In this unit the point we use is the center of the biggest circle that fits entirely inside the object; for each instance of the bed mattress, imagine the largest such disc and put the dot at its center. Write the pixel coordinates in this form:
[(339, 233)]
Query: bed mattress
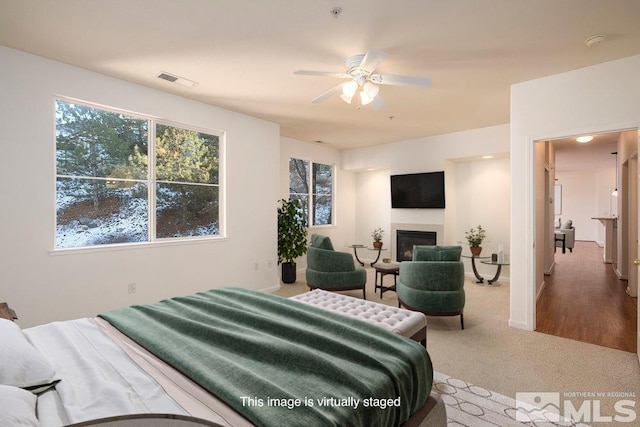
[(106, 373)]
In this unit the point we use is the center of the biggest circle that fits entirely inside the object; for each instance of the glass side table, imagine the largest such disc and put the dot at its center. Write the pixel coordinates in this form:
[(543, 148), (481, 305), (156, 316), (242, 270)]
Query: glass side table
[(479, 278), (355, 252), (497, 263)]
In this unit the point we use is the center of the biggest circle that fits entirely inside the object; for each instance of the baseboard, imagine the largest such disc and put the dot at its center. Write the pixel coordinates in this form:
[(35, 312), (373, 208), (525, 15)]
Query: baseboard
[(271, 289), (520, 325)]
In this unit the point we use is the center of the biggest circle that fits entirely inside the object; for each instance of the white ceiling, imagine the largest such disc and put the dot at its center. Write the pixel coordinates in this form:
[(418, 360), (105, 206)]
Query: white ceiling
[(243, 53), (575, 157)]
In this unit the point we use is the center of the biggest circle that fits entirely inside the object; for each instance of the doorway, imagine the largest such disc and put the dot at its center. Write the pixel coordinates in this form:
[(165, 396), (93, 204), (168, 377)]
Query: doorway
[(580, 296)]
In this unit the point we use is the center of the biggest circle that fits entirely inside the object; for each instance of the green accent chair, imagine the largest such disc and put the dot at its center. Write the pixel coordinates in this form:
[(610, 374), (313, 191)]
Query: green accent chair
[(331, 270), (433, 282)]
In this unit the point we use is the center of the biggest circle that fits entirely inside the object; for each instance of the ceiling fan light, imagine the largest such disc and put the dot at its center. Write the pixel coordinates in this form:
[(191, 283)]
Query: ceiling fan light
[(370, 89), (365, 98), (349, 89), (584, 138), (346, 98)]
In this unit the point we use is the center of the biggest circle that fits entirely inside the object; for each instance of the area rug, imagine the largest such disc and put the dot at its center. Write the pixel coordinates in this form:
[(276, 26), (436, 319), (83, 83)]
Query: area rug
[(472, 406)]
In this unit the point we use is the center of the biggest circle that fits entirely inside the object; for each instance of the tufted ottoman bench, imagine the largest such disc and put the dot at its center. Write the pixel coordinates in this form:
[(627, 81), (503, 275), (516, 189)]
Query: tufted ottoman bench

> **Given instruction**:
Copy out every line of the listing above word for word, leaving out the pictures.

> **Written solution**:
In this unit the point we use is the center of the biggest circle that fits entirely inside the object; for each instance of the bed mattress, imagine the largest such disc and put the dot at its center. Write the pixel coordinates in this form:
[(339, 233)]
Query: bed mattress
[(106, 373)]
In this unit the point we use is the center of the biggest circle that fits entirely inside the object; for each instance of the glass side table, imagine the largest such disc and put the dot at its center. Write the pixel coordinates in this form:
[(543, 148), (481, 305), (156, 316), (242, 270)]
Query: glass side table
[(479, 278), (355, 252), (497, 263)]
In this unit the point we use is the center of the biggest circle that fits entirely inside the object; for each instance of the baseboard, imagine the largest such disc and put the dot at its center. Write the pixel coordinates in this form:
[(35, 312), (373, 208), (525, 15)]
Query: baseboard
[(271, 289), (520, 325)]
In this unit the point we use is the center of the biggest circle that fits entirely inside the object; for each instance of the white ceiling, imagine the largest such disc and put the dot at its center. Write the pixel coordinates in this form:
[(418, 360), (105, 206)]
Query: white ceiling
[(243, 53), (575, 157)]
In this unit the point we use is the center of the biggest circle that fits entirely inside the object; for each instance of the doorway, imagine the largest such disc and put the dot at its center. Write the pixel coordinates in this form:
[(165, 396), (93, 204), (168, 377)]
Query: doorway
[(580, 296)]
In this unit the point we use is the center of the biggest circle that fits entirely inside the object; for each instance of the green accent chair, imagine the largest such disc and put the dot at its center. Write the pixel coordinates in this form:
[(610, 374), (313, 191)]
Query: green accent chair
[(331, 270), (433, 282)]
In this unit the point we use is the center of the biggest circle that fits entirely inside the object; for each instance of the ceiling fan light, imagine the largest such disc and put the dot at its center. Write the pixel coordinates in this form:
[(191, 283)]
Query: ceiling fan light
[(370, 89), (365, 98), (349, 89), (584, 138), (346, 98)]
In this unit the point we use is the center of the biggest circle that fits entirely inside the object; for each instance of the area rug, imagine the largest such disc and put the dot at its center. Write the pixel coordinates in this form:
[(276, 26), (436, 319), (83, 83)]
Query: area rug
[(472, 406)]
In this unit the point we use is the center of the biggest circle that fits entirely inside the object; for each instance of the tufted ottoman bench, imagine the largest such disc and put the dot at its center. Write the pixel coordinates in this form:
[(627, 81), (503, 275), (516, 189)]
Query: tufted ottoman bench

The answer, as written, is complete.